--- Dataset records ---
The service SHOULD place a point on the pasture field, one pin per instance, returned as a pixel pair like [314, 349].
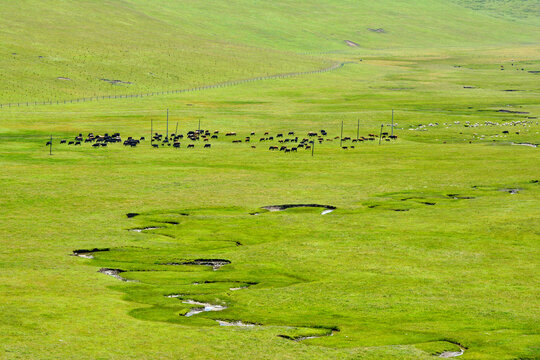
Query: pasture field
[432, 244]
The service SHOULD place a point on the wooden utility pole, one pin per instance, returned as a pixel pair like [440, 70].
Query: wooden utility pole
[341, 137]
[392, 122]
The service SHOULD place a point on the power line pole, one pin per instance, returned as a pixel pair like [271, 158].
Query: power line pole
[341, 137]
[392, 122]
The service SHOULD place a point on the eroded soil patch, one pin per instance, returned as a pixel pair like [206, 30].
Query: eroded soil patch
[115, 273]
[203, 307]
[88, 254]
[216, 264]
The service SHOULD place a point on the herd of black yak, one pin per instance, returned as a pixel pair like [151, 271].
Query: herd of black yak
[286, 142]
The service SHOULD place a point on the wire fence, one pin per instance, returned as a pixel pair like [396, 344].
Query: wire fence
[168, 92]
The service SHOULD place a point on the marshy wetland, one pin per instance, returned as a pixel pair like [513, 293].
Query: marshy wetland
[357, 181]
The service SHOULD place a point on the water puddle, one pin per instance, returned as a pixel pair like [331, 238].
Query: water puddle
[449, 354]
[146, 228]
[115, 273]
[203, 307]
[235, 323]
[87, 254]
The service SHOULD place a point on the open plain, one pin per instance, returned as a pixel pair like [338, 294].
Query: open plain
[405, 224]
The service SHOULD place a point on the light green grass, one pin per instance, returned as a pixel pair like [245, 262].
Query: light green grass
[397, 284]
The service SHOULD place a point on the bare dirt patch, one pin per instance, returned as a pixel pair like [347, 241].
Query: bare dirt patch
[88, 254]
[377, 30]
[115, 273]
[351, 43]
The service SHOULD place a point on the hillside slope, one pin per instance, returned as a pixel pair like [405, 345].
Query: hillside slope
[57, 50]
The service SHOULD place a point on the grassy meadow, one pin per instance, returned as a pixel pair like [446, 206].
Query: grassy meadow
[432, 247]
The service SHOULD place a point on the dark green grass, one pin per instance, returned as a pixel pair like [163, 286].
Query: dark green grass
[460, 266]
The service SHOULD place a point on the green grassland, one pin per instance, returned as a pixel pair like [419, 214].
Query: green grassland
[434, 242]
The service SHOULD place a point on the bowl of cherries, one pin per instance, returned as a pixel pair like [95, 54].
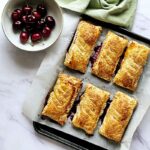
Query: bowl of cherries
[32, 25]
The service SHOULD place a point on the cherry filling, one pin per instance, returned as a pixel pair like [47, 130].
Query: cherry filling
[97, 50]
[120, 61]
[74, 108]
[105, 110]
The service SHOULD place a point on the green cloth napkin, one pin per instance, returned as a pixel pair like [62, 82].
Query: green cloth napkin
[118, 12]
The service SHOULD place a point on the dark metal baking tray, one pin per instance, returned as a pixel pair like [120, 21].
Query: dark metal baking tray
[70, 140]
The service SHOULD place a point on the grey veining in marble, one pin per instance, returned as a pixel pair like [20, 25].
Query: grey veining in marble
[17, 70]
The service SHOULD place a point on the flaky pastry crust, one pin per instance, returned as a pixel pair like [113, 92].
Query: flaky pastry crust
[108, 58]
[132, 66]
[92, 104]
[118, 116]
[62, 98]
[84, 41]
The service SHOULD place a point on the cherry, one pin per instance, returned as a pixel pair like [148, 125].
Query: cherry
[24, 19]
[36, 15]
[29, 28]
[50, 22]
[19, 11]
[27, 9]
[31, 19]
[40, 24]
[36, 37]
[46, 32]
[42, 10]
[14, 16]
[17, 25]
[24, 36]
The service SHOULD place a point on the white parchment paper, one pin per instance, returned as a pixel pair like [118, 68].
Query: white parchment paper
[47, 75]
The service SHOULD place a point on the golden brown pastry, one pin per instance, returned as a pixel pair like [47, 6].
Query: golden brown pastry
[79, 53]
[118, 116]
[91, 106]
[62, 98]
[132, 66]
[107, 60]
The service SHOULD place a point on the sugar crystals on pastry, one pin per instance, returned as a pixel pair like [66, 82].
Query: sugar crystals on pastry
[91, 106]
[62, 98]
[118, 116]
[108, 58]
[132, 66]
[84, 41]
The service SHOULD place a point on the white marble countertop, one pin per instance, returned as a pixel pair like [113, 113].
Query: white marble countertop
[17, 70]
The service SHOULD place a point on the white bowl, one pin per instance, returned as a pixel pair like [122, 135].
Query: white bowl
[53, 10]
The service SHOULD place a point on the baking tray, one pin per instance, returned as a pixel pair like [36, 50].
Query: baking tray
[70, 140]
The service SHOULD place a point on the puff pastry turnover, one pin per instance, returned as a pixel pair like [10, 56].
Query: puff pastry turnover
[62, 98]
[91, 106]
[118, 116]
[132, 66]
[79, 53]
[107, 60]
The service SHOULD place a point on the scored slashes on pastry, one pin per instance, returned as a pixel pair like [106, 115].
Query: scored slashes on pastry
[108, 58]
[118, 116]
[84, 41]
[62, 98]
[91, 106]
[132, 66]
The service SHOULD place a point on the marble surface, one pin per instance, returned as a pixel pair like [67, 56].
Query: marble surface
[17, 70]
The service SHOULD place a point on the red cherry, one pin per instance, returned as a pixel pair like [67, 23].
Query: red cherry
[15, 16]
[24, 36]
[27, 9]
[19, 11]
[50, 22]
[31, 19]
[40, 24]
[17, 25]
[24, 19]
[42, 10]
[36, 15]
[36, 37]
[46, 32]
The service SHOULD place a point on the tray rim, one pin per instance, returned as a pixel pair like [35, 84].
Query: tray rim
[40, 128]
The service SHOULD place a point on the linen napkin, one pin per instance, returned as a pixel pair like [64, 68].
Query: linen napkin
[118, 12]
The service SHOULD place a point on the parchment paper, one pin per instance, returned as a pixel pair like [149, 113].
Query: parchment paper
[47, 75]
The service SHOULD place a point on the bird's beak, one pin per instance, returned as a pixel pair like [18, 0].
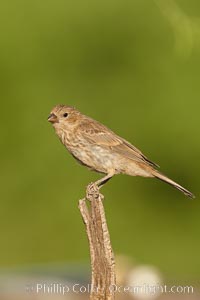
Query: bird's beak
[52, 118]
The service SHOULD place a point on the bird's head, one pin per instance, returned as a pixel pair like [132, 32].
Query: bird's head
[62, 115]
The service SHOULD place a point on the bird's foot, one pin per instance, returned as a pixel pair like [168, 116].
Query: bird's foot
[92, 192]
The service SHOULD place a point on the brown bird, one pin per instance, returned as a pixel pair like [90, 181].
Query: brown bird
[100, 149]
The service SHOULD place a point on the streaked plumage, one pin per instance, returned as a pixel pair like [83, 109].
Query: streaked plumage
[100, 149]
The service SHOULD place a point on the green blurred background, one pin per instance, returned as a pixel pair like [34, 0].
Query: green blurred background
[132, 65]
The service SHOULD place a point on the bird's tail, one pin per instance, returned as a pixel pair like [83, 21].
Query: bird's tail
[164, 178]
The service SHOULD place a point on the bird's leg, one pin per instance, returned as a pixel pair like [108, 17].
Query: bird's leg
[93, 188]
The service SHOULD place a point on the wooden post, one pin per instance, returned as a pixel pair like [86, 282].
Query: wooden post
[101, 254]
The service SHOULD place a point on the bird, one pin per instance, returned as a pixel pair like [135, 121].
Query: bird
[98, 148]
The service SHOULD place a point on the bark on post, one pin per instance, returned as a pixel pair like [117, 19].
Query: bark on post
[101, 254]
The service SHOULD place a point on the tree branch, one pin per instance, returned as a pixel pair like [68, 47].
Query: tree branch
[101, 254]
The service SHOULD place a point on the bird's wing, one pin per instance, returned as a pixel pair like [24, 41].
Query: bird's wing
[98, 134]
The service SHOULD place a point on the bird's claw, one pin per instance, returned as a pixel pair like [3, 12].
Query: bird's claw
[92, 192]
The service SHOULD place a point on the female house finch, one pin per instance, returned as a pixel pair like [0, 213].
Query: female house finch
[100, 149]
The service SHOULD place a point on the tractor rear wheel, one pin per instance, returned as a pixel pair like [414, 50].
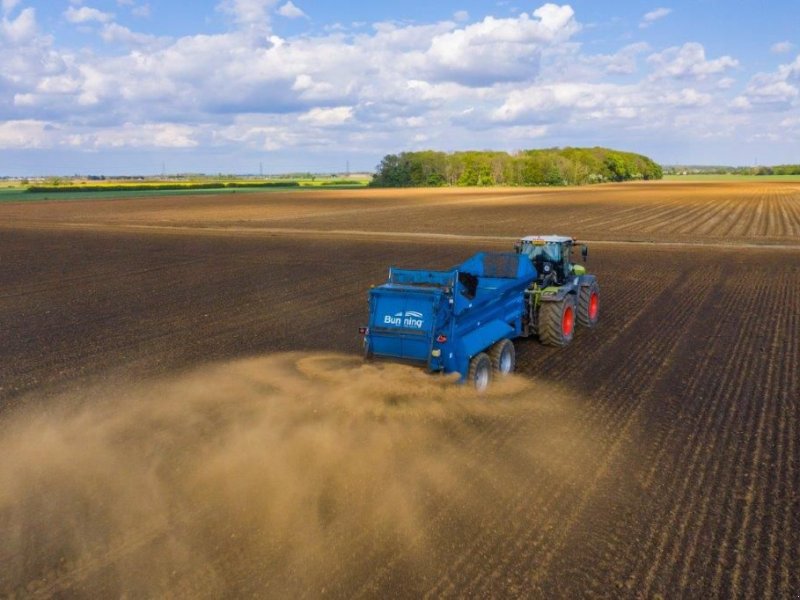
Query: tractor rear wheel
[504, 357]
[589, 305]
[557, 322]
[480, 371]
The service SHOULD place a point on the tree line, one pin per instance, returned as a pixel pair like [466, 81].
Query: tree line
[553, 166]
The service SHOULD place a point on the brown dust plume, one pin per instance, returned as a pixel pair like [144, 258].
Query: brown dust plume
[294, 474]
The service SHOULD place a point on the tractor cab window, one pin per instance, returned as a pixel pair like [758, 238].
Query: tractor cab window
[549, 251]
[549, 258]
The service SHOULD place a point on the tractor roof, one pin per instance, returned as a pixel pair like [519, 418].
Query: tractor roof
[547, 238]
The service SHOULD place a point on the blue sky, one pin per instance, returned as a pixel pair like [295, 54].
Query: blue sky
[134, 86]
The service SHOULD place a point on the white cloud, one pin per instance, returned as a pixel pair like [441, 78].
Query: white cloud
[116, 33]
[493, 82]
[86, 14]
[9, 5]
[499, 49]
[290, 11]
[328, 116]
[779, 90]
[143, 10]
[21, 29]
[688, 61]
[782, 47]
[653, 16]
[249, 14]
[25, 134]
[148, 135]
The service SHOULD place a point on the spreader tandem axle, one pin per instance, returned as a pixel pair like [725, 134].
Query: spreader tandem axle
[465, 320]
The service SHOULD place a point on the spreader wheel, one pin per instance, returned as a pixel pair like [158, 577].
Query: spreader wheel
[504, 357]
[589, 305]
[480, 371]
[557, 322]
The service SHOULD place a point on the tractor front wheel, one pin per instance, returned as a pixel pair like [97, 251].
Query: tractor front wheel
[503, 357]
[557, 322]
[589, 305]
[480, 371]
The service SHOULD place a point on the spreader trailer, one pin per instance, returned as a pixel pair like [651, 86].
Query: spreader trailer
[465, 320]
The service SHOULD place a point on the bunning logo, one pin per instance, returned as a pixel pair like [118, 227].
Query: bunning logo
[409, 319]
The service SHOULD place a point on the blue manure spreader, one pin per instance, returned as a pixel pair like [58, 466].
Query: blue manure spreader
[465, 320]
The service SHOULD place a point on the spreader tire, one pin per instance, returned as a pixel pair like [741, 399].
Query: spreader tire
[557, 322]
[480, 371]
[504, 357]
[589, 305]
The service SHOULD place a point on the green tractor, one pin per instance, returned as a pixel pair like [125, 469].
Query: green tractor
[563, 292]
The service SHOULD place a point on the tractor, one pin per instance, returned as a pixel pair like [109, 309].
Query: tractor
[562, 294]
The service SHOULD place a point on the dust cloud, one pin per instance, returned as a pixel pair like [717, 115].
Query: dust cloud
[291, 474]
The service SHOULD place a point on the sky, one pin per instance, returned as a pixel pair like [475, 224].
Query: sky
[243, 86]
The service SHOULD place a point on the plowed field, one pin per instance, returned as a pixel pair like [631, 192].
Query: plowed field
[184, 411]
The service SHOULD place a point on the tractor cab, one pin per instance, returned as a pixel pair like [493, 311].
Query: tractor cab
[552, 257]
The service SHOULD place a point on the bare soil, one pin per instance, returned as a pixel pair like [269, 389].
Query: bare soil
[168, 340]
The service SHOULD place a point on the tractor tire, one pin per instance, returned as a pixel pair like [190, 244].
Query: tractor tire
[504, 357]
[589, 305]
[557, 322]
[480, 372]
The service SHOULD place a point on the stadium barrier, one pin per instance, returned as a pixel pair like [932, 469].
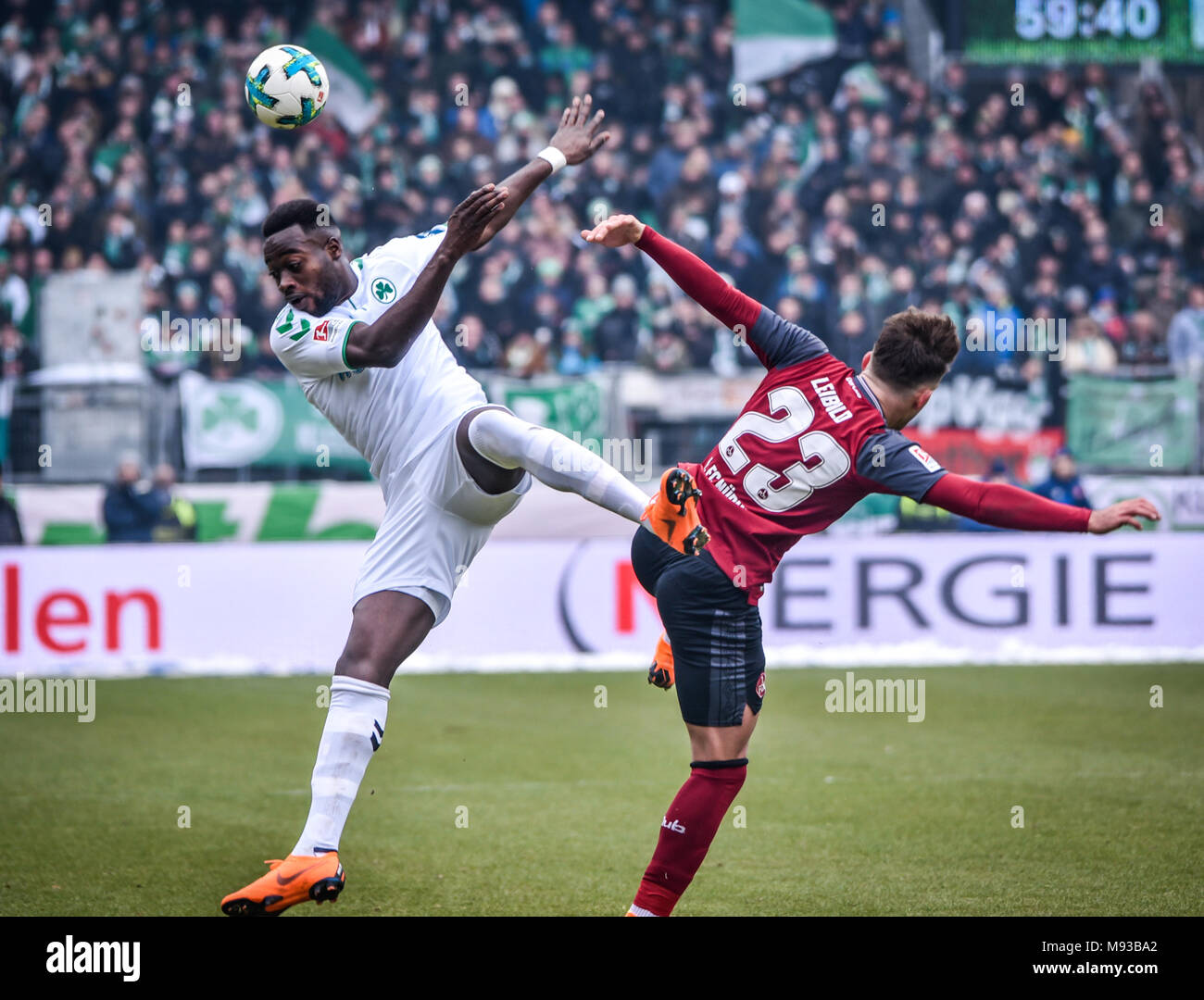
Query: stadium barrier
[558, 605]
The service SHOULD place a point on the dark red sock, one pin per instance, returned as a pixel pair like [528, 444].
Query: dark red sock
[686, 831]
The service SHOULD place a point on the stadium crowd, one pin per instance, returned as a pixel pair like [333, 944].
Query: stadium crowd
[128, 120]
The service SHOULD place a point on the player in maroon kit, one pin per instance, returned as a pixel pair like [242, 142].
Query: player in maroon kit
[814, 440]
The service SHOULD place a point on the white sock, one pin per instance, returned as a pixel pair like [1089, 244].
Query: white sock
[354, 730]
[554, 460]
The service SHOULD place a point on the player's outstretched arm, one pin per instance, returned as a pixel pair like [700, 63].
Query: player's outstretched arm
[383, 344]
[1003, 506]
[774, 341]
[577, 139]
[694, 276]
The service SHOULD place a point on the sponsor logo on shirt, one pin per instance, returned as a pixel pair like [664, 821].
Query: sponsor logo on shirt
[925, 458]
[831, 401]
[384, 290]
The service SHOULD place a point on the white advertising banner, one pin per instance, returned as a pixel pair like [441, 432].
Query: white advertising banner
[557, 605]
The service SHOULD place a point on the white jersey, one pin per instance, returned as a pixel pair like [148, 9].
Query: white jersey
[389, 416]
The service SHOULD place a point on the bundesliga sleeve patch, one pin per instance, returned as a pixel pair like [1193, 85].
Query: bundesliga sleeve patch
[925, 458]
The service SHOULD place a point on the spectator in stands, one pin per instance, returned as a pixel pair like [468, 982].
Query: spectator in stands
[1142, 345]
[617, 333]
[1088, 352]
[988, 205]
[10, 523]
[16, 356]
[177, 519]
[1185, 338]
[132, 508]
[1063, 482]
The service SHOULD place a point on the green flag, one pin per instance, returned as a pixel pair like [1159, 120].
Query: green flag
[352, 89]
[775, 37]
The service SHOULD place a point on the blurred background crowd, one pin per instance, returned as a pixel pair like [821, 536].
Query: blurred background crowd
[129, 121]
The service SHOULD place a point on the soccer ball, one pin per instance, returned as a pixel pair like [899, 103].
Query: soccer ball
[287, 87]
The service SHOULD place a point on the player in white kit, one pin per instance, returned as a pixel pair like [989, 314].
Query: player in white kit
[357, 334]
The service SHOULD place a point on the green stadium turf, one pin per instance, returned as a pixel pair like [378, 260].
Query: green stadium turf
[846, 814]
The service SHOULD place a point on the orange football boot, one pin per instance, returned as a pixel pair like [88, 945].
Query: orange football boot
[672, 514]
[290, 881]
[661, 671]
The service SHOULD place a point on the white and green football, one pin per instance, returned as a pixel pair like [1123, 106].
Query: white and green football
[287, 87]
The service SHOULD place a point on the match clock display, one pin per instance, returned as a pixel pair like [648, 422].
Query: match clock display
[1078, 31]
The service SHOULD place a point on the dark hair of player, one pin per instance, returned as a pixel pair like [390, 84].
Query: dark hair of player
[300, 212]
[915, 348]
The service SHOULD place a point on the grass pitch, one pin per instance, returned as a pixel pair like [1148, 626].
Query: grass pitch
[844, 814]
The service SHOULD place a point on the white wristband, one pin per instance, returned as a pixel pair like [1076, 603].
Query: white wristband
[554, 156]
---
▸ **Aim**
Repeat exactly the lines starting at the line with "The service SHOULD place a point on the orange" and ending with the final line of the entries. Include nothing else.

▸ **Result for this exercise**
The service SHOULD place a point on the orange football boot, one pin per instance, returned as a pixel pair like [88, 945].
Query: orange football boot
[672, 514]
[290, 881]
[661, 671]
The service SHOULD place a point on the white and green football, one pin per instance, returned as a pixel pair like [1123, 106].
Query: white and green football
[287, 87]
The service SHOULD place a point on the match clock display, one pin per instance, returned as a pixel pair like [648, 422].
Query: match clock display
[1078, 31]
The service SHOULD place a point on the dark hair of player, one pin per instance, returned as a pixel pair like [390, 84].
Query: dark hair of player
[300, 212]
[915, 348]
The service SHOULD place a point on the grass pitch, one pin per instance, returned as a pixel pair like [1148, 626].
Query: grass pitch
[844, 814]
The service SHOULD place a point on the white wristband, one pin per instance, returned as a pixel pair like [1076, 603].
Query: white wristband
[554, 156]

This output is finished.